**The task:** Please select each line in the listing below that contains the word "bathroom". Case matters.

Point-based annotation data:
┄┄┄┄┄┄┄┄┄┄
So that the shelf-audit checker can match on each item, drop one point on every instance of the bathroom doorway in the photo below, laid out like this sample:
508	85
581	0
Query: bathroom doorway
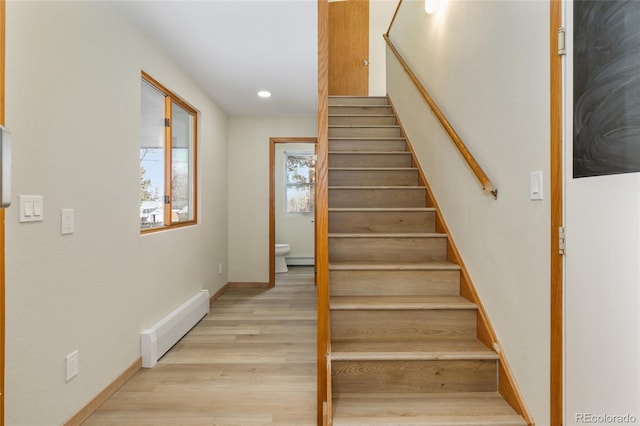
291	201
┄┄┄┄┄┄┄┄┄┄
**Exercise response:**
So that the shelf-audit checker can match on each item, drop one point on every instance of the bathroom doorway in the photo below, laid out like this sample:
Query: bathroom doorway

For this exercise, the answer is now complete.